## [Exercise task]
Render each line of the listing below as a JSON list of strings, one string per line, and skip any blank lines.

Excerpts from a pointing dataset:
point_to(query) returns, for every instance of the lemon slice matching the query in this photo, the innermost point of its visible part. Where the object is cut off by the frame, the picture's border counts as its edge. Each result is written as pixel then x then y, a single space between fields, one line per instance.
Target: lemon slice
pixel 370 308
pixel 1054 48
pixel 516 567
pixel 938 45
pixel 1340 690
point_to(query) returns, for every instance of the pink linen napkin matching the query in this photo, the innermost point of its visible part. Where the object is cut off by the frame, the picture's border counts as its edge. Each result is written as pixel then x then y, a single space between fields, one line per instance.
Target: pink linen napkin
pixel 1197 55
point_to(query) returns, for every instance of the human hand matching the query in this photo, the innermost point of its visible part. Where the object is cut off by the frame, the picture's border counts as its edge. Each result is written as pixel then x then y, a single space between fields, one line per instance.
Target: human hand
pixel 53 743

## [Result of the exercise]
[
  "point_to(query) returns, for every instance of the lemon slice matching the query in this photo, the innermost point of its visible part. Where the object is cut off by the frame, the picture's border counts as its edge. Each result is written as pixel then x then y, a single space between fields, one line per instance.",
  "Target: lemon slice",
  "pixel 370 308",
  "pixel 1054 48",
  "pixel 516 567",
  "pixel 938 45",
  "pixel 1340 690",
  "point_to(query) returns, for every instance of the pink linen napkin matching the query in this photo, the innermost point of its visible part. Where the object is cut off by the frame, the picture's border counts as its edge. Each result is written as pixel then x then y, a single space between fields, one line per instance.",
  "Target: pink linen napkin",
  "pixel 1197 55",
  "point_to(query) returns, for every instance of the human hand matching the query in this photo, the innermost point of its visible part. Where the object is cut off by the frame, the picture's border counts as its edge. Each result is written as pixel then x then y, a single space between fields, one line per instance.",
  "Target: human hand",
  "pixel 53 743"
]